EXTRACT:
---

With the campaign for the Uva Provincial Council elections getting more abusive verbally, legally and morally, the vital question that most independent analysts ask again is whether the elections will be free and fair or more like a greasy poll manipulated by a double-distilled dictatorial administration.
The ruling UPFA Government often boasts it has been staging more elections than any other administration. True and false. Instead of holding Provincial Council elections all at the same time, the ruling coalition has been doing it on a staggered basis. Opposition leaders and independent political analysts say this gives the UPFA the opportunity to misuse and abuse the State’s financial material and human resources for the ruling alliance’s own gain or glory. We see this happening brazenly and extensively in the Uva Provincial Council elections just like we saw in other elections. This time not only the Elections Commission but the Human Rights Commission has also promised to take action against public servants who are getting openly involved in the elections campaign. But promises these days are only cheap commodities. The widespread abuse of public funds includes the launching of major development projects in the province. Whatever Government leaders say, the launching of these projects is not a coincidence but obviously timed to win more votes. The village people are wise, much wiser than the city elite and policy makers think they are. But full-scale propaganda by the State media, with presidential “Meet the people” programmes broadcast live before the polls, help to persuade many people who do not know the story behind the story or the facts behind the fiction.
Political leaders and candidates for the Uva polls often portray themselves as servant leaders who wish to be good stewards and serve the people selflessly and sacrificially. They also give all sorts of promises and pledges, most of which are discarded before the ballots are counted. Sri Lanka needs politicians who without bragging, lying and pretending to be good stewards, would sincerely ask themselves, “Who do the people say I am?” If the answer in the conscience is negative, the politicians should correct themselves and sincerely act according to their vision and goals. If they cannot or are not willing to do so, they should find another job instead of ending up in the garbage dumps of history after taking the country and the people for a costly ride.

---

DATA PROVIDED:
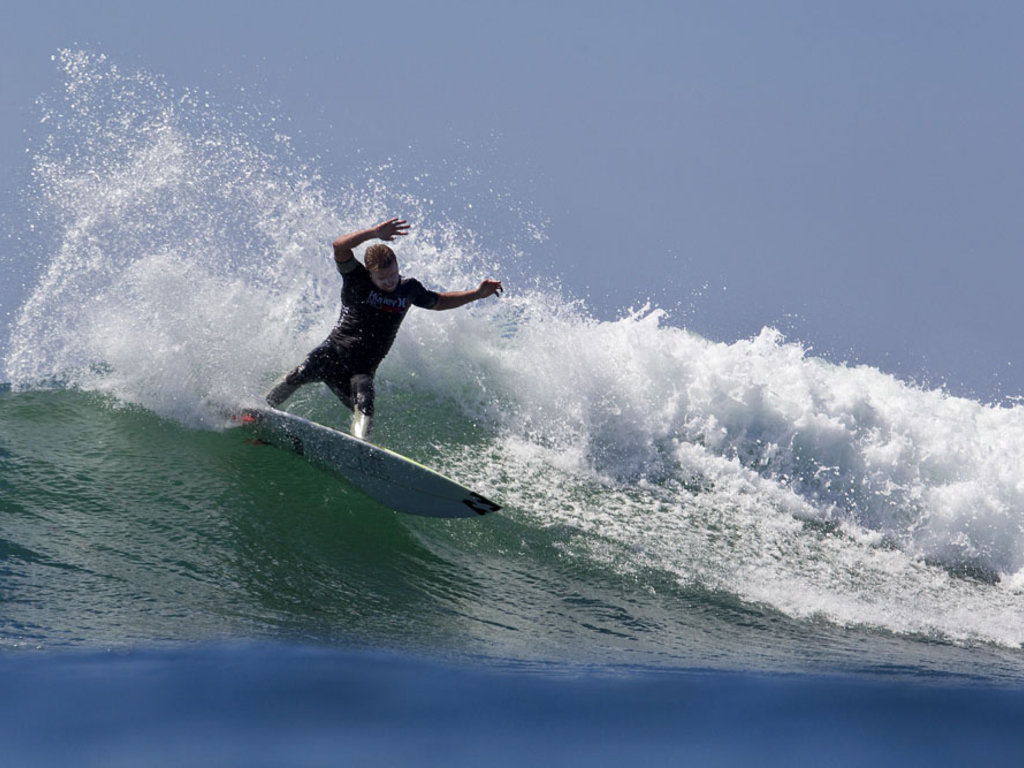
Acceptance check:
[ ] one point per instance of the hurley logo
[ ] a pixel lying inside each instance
(387, 303)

---

ACTIONS TO TAKE:
- 1) List the ways in which, according to the opening sentence of the commentary on the Uva Provincial Council elections, the campaign is getting more abusive.
- 2) Write a continuation of the commentary on the Uva Provincial Council elections that picks up after its final sentence.

TASK RESPONSES:
- 1) verbally, legally, morally

- 2)
But who has the inner power to let go of the desire for personal gain or glory, political power, prestige and popularity? Most politicians know these are transient or impermanent. But yet often stay on this self-destructive course.
The ‘Bauddhaya’ television channel last Sunday re-telecast an interview with the late Ven. Ananda Maithriya Thera, a scholar prelate who is revered by millions of people. Besides sincerely and silently practising the spirit of the Buddha Dhamma, he also practised the time-tested alpechchatwaya - a simple and humble lifestyle. At the age of 94, the prelate was invited to Britain. He told the invitees in Britain he did not need any warm clothing because his body was able to go through the coldest or hottest weather. When in Britain the group took the prelate to a medical specialist who examined him, took various tests and asked the prelate what his age was. When the prelate said 94, the medical specialist said he could not believe it because the prelate’s body and internal organs were like those of a 25-year-old person. The prelate also said that decades of right thinking and right living, meditation and contemplation had given him such deep inner peace that he could not remember any event where he became angry. What a treasure. Where the treasure is, there the heart will be.
Our political leaders and others, even some religious leaders, would not only be helping others but also healing themselves if they take a decision to live and work in the way that this noble prelate did.